February 28, 2022 at 5:09 am

I would like to disallow semalt and semalt-semalt crawlers from wreaking havoc on my bounce rate.
1. John-Paul Briones says:
  
  February 28, 2022 at 5:23 pm
  
  You should be able to use the option above to Disallow one particular search engine from crawling your site.
Sam Paul says:

July 7, 2020 at 6:28 am

HI,

I am getting in Admin work result Google Analytics. This location /admin/ is counting pageview. I don’t want to crawl my Admin work by Google. What exactly I have to write in Robots.txt file to stop crawling all admin work from back end? Can anyone help me out with this problem?
1. Alyssa Kordek says:
  
  July 7, 2020 at 2:28 pm
  
  Hello Sam,
  
  Unfortunately, it is sometimes impossible to keep Google from indexing certain pages, even with robots.txt blocks in place. You may want to contact the developer of the site to see if there is a way to avoid the indexing of that page.
TK says:

March 30, 2020 at 5:26 am

Hello,
I want to remove deleted pages from search results of google .
Can i do that ???
1. InMotion Hosting S. says:
  
  March 30, 2020 at 3:49 pm
  
  Hello and thanks for contacting us. I recommend you contact Google directly and ensure all website metadata is updated accordingly.
Luis says:

March 11, 2020 at 6:14 pm

According to an e-mail I received from Google, blocking google bots will be penalized as an error. Since most crawlers do not care what the the robots.txt suggests this article is practically obsolete. Use X-Robots-Tag instead or better move your files bellow the public_html.
1. Stormy Scott says:
  
  March 12, 2020 at 2:17 pm
  
  Hi, Luis — Thank you so much for your comment. We’ll certainly review the article and make the appropriate changes.
Janus Buch says:

March 3, 2020 at 4:04 am

Hi, thanks for this detailed description. I’m not sure you can answer this question but here goes.

I’m trying to monitor an offline marketing campaign and wanna get as precise results as possible. What I was thinking was to make a copy of my website, publish it and not allow any bots to crawl it.

=== Exercise requirements ===
1) Name every person or account that writes one of the numbered replies in the robots.txt comment thread.
2) Return, word for word, the part of the robots.txt comment thread from "1. InMotion Hosting" up to and including "is updated accordingly.".

Segmentation labeling entries
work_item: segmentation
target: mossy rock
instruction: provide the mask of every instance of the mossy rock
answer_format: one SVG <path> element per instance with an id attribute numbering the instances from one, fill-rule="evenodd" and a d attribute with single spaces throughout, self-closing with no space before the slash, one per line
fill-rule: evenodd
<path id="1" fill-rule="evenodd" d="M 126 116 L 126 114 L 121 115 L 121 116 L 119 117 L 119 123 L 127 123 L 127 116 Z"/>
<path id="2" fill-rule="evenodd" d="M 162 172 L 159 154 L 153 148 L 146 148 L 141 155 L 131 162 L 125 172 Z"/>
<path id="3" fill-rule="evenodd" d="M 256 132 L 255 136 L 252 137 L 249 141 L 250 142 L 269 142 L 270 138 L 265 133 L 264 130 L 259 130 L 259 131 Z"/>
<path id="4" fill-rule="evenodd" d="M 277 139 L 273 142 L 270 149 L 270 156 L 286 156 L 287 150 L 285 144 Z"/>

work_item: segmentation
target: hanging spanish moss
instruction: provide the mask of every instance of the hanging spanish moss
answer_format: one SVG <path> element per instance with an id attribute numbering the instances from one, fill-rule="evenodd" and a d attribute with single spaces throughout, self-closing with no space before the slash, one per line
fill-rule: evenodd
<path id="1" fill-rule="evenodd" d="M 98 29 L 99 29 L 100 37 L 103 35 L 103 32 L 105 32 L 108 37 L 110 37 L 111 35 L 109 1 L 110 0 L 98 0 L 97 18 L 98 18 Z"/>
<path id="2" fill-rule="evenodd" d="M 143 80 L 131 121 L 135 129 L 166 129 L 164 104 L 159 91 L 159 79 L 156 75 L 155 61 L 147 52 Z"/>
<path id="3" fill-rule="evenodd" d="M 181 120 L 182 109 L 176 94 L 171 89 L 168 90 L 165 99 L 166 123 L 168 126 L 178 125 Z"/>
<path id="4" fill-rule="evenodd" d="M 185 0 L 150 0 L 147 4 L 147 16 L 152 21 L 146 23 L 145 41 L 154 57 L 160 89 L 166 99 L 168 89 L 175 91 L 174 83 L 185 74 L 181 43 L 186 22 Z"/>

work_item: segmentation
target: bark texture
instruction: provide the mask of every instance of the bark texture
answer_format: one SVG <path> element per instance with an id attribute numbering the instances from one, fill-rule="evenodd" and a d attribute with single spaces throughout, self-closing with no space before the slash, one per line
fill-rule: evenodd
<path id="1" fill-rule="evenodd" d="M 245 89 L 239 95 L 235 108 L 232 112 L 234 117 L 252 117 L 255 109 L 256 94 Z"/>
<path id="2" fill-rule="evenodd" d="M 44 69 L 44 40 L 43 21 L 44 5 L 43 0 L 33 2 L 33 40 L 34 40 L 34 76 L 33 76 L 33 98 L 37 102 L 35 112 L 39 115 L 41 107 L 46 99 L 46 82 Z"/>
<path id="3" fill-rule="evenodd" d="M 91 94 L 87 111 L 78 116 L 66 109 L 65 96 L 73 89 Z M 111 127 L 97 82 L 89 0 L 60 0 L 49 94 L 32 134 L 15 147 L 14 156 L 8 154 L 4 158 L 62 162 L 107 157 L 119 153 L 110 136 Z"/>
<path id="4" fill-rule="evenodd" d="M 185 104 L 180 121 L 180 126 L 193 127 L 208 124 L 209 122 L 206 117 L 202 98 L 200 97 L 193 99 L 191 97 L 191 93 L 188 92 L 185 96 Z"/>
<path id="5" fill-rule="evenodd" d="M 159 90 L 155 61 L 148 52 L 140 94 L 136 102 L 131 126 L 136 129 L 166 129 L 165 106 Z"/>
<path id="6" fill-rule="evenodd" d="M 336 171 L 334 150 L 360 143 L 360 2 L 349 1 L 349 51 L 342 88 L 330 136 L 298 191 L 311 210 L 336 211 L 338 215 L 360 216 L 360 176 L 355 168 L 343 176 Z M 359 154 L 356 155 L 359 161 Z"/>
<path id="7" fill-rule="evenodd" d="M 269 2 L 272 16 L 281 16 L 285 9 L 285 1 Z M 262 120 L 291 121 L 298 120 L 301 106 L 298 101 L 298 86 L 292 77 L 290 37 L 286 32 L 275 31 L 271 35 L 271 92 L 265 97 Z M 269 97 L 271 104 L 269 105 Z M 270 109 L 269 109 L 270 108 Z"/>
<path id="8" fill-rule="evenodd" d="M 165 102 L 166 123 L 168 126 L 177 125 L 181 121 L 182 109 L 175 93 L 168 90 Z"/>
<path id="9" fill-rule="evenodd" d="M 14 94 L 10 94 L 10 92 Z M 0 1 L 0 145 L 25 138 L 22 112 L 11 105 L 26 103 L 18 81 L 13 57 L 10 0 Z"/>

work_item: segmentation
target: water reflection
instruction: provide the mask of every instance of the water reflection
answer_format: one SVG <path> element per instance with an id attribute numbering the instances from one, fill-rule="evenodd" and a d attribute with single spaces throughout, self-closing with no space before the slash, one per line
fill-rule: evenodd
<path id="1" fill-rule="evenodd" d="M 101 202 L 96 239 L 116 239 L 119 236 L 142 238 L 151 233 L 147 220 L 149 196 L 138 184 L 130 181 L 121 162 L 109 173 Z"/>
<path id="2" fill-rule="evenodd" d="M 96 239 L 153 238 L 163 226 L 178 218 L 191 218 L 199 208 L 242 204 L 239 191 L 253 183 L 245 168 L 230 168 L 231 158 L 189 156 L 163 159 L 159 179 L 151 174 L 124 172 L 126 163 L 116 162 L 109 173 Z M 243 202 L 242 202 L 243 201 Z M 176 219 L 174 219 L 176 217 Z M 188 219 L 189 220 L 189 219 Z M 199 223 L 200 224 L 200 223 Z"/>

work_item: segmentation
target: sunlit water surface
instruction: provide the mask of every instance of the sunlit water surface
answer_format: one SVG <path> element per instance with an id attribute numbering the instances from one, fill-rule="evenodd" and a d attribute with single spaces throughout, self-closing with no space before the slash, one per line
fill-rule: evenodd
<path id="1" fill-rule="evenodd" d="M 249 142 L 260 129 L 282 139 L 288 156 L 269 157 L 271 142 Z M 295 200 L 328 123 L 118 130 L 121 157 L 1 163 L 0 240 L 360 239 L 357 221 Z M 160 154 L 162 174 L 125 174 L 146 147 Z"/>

=== Solved problems ===
1) John-Paul Briones, Alyssa Kordek, InMotion Hosting S., Stormy Scott

2)
1. InMotion Hosting S. says:
  
  March 30, 2020 at 3:49 pm
  
  Hello and thanks for contacting us. I recommend you contact Google directly and ensure all website metadata is updated accordingly.